▶ _SOURCE EXCERPT_
———
# It Was A Pigeon Day Today!



## TAWhatley (Mar 6, 2001)

Hi All,

HOLY COW! All heck broke loose yesterday afternoon .. Saturday was tiny Mallard ducklings, teenager Mallards, adult Mallards, an American Coot .. then today was pigeon day .. 

I received a hawk attacked pigeon from a very nice man who feeds a feral flock at a Walmart in Aliso Viejo. He saw the pigeon get taken and ran and ran to keep up with where the hawk was going and was able to scare the hawk off and save the pigeon. Fortunately, the pigeon isn't too badly hurt and is in great condition (probably due to his daily feedings by the man who saved him). This rescue is amazing because this man is not young and is sort of as wide as he is tall .. he can't be more than about 5' 2" or so and must weigh at least 300 pounds .. I can't even begin to commend his effort of running about two blocks to get and save this pigeon.

Then came the pijjies from my rehabber friend .. turns out a mutual friend rescued two young Pekin ducks from Eisenhower Park and was going to bring them to me .. the rule is to make every trip count with gas at about $2.75 a gallon and time at a premium .. so the duck rescuer checked with my rehabber friend and brought not only the two ducks but a gorgeous elder white pigeon with a badly fractured wing (already set by by rehabber friend .. whew!) and six youngsters ranging in age from about 2 weeks and up. All still have some feather sprouts. They are adorable.

Got distracted with a phone call .. hopefully pics tomorrow.
———
▶ _REQUIRED ACTIONS_
1. Answer these questions from the pigeon rescue post:
(a) Where does the man who saved the hawk-attacked pigeon feed a feral flock?
(b) From where were the two young Pekin ducks rescued?
(c) What injury did the elder white pigeon have?
2. Please say whether each statement agrees with the pigeon rescue post, quoting the words that decide it:
(a) The man ran about two blocks to save the pigeon.
(b) The hawk-attacked pigeon was badly hurt.
(c) Five youngsters came along with the ducks.
3. Revise the pigeon rescue post from "HOLY COW! All" down to "pigeon day ..", replacing "American Coot" with "Canada Goose".
The records have no connection to the pigeon rescue post.

▶ _DATA ROWS_
———
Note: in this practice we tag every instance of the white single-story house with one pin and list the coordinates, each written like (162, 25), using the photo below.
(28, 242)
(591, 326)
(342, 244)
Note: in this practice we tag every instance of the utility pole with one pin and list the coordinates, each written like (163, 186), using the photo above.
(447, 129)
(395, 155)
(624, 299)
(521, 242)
———
▶ _RESPONSES FOR EACH TASK_
1.
(a) At a Walmart in Aliso Viejo.
(b) Eisenhower Park.
(c) A badly fractured wing.

2.
(a) Yes: "running about two blocks to get and save this pigeon"
(b) No: "the pigeon isn't too badly hurt"
(c) No: "six youngsters ranging in age from about 2 weeks and up"

3.
HOLY COW! All heck broke loose yesterday afternoon .. Saturday was tiny Mallard ducklings, teenager Mallards, adult Mallards, an Canada Goose .. then today was pigeon day ..